Elly Schlein e Giuseppe Conte - Fotogramma

Opposizioni all'attacco sulla Manovra 2024 con il governo accusato di trattare "da stupidi gli italiani" annunciando provvedimenti su sanità e banche che non sono altro che "un imbroglio". Il primo per l'entità dei fondi: non 3,7 miliardi come annunciato dal governo, ma 900 milioni per il 2025, sostiene l'altra metà di campo. Il secondo sul meccanismo: nessuna nuova tassa, la denuncia del campo progressista, ma un "anticipo di tasse già dovute dalle banche e assicurazioni che saranno loro puntualmente restituite tra il 2027 e il 2029", spiega Elly Schlein in un video sui social. Sintetizza Giuseppe Conte: "Un imbroglio". Per Carlo Calenda, "una cavolata". E quindi Nicola Fratoianni e Angelo Bonelli: "Una truffa".

▸ Compito:
Prosegui l'articolo sulle critiche delle opposizioni alla Manovra 2024, ripartendo subito dopo la sua ultima frase. Le voci che seguono non servono per svolgere il lavoro.

▸ Dati di partenza:
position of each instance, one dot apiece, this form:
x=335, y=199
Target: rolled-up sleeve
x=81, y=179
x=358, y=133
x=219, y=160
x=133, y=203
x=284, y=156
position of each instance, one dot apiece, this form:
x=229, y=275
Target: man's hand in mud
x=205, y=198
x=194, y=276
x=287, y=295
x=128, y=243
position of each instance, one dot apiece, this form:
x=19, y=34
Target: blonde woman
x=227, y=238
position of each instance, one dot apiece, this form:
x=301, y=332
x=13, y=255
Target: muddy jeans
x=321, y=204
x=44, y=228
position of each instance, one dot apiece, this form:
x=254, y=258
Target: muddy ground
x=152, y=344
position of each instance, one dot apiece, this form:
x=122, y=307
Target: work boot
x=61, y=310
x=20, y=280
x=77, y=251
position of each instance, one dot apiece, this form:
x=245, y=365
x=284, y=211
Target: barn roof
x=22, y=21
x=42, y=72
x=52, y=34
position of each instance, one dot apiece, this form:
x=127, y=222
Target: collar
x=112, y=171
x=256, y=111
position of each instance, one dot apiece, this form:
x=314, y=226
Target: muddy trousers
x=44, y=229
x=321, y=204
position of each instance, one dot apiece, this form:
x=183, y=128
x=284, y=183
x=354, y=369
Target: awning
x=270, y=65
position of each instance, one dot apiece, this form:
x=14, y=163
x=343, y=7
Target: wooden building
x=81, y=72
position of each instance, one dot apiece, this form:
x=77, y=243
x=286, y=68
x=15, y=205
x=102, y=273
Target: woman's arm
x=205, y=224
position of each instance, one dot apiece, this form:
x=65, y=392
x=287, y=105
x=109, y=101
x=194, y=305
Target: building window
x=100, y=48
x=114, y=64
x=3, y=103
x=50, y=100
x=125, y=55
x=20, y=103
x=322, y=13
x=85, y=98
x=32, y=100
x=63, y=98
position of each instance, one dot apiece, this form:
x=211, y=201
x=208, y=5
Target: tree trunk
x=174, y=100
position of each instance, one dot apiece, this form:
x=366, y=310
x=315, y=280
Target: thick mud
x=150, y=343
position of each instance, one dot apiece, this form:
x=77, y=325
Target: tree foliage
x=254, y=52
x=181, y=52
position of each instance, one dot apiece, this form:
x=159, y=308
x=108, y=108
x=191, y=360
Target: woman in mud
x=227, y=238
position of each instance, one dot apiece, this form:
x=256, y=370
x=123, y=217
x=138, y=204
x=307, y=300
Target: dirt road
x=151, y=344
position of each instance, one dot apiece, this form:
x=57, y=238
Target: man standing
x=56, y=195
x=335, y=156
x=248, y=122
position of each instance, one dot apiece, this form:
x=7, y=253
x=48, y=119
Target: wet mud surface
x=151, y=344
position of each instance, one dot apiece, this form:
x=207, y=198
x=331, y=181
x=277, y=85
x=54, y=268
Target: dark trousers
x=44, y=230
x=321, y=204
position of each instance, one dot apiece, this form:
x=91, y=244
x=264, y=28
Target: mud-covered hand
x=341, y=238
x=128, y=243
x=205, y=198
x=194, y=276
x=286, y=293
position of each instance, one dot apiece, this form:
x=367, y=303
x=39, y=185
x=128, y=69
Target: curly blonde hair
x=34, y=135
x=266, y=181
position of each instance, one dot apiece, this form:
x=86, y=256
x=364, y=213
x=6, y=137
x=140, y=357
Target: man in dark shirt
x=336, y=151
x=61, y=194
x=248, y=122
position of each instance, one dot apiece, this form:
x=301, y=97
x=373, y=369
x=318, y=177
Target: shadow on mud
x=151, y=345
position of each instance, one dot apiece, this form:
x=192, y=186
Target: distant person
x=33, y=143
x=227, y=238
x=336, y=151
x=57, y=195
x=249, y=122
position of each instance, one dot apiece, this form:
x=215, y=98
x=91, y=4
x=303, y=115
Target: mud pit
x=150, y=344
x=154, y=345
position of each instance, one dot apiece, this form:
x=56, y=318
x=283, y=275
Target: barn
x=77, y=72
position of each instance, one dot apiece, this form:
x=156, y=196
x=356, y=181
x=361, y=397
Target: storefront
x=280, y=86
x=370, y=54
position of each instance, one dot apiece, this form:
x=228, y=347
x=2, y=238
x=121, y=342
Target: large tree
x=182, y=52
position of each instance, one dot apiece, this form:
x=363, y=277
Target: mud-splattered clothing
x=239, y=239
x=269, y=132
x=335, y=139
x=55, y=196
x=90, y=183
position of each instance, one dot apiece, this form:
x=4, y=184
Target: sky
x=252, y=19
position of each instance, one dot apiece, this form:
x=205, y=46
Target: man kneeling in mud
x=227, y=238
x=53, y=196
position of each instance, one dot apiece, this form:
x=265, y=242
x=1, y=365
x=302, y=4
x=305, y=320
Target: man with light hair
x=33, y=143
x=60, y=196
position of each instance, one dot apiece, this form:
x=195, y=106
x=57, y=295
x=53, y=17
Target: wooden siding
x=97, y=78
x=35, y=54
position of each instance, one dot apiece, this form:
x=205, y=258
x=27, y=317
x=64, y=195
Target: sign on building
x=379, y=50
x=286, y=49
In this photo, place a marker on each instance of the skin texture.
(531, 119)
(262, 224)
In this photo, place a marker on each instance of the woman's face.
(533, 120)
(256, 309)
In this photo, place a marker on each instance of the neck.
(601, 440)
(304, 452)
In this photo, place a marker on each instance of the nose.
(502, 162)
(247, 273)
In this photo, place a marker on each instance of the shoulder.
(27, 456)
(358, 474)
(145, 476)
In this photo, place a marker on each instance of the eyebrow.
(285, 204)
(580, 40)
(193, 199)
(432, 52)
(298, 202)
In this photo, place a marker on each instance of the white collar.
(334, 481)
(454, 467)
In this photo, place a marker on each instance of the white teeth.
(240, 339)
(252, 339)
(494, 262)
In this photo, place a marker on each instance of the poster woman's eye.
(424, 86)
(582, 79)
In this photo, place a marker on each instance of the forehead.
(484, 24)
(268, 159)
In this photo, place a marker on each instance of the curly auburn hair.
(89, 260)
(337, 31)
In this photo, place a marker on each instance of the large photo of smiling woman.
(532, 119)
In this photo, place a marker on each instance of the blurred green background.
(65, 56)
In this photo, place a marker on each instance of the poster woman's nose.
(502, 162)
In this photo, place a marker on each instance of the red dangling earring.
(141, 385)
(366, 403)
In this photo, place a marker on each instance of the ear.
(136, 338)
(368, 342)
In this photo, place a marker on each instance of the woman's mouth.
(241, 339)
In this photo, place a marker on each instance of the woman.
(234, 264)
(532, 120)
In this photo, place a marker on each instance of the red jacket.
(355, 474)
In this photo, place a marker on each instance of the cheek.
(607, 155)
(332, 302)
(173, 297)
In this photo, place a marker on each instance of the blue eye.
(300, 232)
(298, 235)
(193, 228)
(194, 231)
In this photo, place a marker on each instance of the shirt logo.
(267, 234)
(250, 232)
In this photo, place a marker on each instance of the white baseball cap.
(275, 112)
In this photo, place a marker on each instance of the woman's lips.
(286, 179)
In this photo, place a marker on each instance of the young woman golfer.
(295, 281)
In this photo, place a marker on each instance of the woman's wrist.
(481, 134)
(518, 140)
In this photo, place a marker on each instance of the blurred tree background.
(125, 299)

▸ Risposta:
Sul capitolo sanità l'accusa al governo è quella aver 'gonfiato' le cifre. "Anche oggi il governo ci da una buona dose di propaganda quotidiana: annunciano 3,7 miliardi in più sulla sanità ma la verità è che per il 2025 mettono soltanto 900 milioni che si aggiungono al miliardo già stanziato. Quindi, meno della metà di quello che hanno annunciato", rimarca Schlein. E Conte incalza: "Siete mai entrati, cari ministri, cara Giorgia Meloni, in un pronto soccorso? Avete visto le prenotazioni di un esame diagnostico per cui servono due o tre anni? Guardate - spiega - che tutti i medici e gli infermieri sono sul piede di guerra e noi con loro". Il leader M5S si rivolge al ministro Schillaci: "Sei un tecnico, se non ti danno i finanziamenti devi battere i pugni, devi farti valere. E se, nel caso" non li ottenessi, "metti sul tavolo le dimissioni".

Per Raffaella Paita di Iv "sulle risorse per la sanità nella legge di bilancio, il governo fa il gioco delle tre carte. Ancora non è chiaro per quali anni saranno stanziati i 2,3 miliardi sbandierati dal ministero dell'Economia. Se per il 2025 fossero solo 900 milioni, saremmo di fronte all'ennesima presa in giro. I medici giustamente sono già sul piede di guerra, e noi saremo dalla loro parte".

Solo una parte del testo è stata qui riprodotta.